-- GIVEN PASSAGE --
** BEGIN **
On this day in 1738, a publisher of the Declaration of Independence is born. Did you know that the Declaration, including the names of all the signers, was first printed by a woman?


Mary Katherine Goddard was the daughter of a physician and postmaster. After her father’s death, the family moved around a bit. With each move, Mary’s brother opened and ran printing presses and newspapers. But the females in the family ultimately shouldered the burden of running these publications. To some degree, they had to! William was always engaged in some other pursuit. For instance, he helped to establish an intercolonial postal system, intended to replace the old British one.


In the meantime, the Goddard women were left behind to run the printing businesses. In 1770, Mary’s mom passed away. Mary was left to perform these duties alone.
** END **
-- DATASET ENTRIES --
** BEGIN **
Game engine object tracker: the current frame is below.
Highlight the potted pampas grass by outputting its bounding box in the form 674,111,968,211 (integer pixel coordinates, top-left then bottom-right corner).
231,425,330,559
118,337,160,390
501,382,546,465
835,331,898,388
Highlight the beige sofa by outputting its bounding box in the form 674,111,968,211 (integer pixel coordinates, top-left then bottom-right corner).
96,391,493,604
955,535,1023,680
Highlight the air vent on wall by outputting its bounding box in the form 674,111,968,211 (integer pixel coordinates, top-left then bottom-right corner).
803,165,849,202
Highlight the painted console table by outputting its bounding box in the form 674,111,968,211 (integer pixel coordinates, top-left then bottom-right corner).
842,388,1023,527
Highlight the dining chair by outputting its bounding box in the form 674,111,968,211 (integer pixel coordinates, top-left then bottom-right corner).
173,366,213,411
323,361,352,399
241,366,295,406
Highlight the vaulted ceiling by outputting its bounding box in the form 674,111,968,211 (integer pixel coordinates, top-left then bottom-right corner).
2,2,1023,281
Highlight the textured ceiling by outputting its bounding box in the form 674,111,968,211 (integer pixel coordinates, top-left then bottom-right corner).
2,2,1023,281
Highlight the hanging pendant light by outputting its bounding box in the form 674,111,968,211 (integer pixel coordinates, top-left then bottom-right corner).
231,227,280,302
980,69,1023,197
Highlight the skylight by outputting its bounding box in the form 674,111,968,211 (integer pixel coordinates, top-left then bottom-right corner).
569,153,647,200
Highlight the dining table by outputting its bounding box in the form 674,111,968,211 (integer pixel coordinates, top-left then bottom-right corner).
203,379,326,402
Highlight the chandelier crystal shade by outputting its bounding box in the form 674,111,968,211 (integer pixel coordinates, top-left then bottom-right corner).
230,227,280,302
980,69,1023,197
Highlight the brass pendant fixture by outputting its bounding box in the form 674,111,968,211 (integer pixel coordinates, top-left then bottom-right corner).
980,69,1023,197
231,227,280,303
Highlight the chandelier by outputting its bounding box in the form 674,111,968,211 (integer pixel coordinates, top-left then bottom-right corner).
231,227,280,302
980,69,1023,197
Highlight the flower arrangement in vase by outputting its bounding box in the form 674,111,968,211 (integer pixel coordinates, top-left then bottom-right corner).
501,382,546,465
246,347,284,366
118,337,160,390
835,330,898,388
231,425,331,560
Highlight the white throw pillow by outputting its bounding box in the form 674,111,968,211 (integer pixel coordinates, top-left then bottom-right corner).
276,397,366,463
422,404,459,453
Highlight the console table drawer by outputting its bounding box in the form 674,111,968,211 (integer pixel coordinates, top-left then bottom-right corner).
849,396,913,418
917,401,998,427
** END **
-- TASK TO COMPLETE --
Continue the passage about Mary Katherine Goddard from its last sentence.

-- REPLY --
She did a great job of it! Mary was a good business woman who worked hard to stay afloat during difficult times. Indeed, she managed to stay in business during the Revolution, when many other publishers were floundering. She opened up a book shop on the side to help bring in money. Her name soon appeared on the masthead for the Maryland Journal and Baltimore Advertiser. (You’ll remember that women’s names didn’t usually appear on publication mastheads in those days.) She also became the postmaster of Baltimore—most likely the first female to hold such a position in the colonies.


In 1777, her printing shop printed the first copies of the Declaration of Independence, complete with the name of every signer. It had been a long time coming! For many months, the names of all the signatories were not known. Signing that document was considered treason by the British, and the action was punishable by death.


Maybe that makes it even more interesting that Mary’s full name appeared immediately underneath? She was making a statement—a statement that could get her hanged! Goddard’s usual tagline was: “Printed by M.K. Goddard.”


During the first year of George Washington’s presidency, Mary was unfortunately the victim of patronage or sexism (or both). Despite 14 successful years as postmaster, she was forced to step down. The new postmaster general wanted to appoint a political ally for her position. Mary protested and even had a petition signed by more than 200 local businessmen, but to no avail.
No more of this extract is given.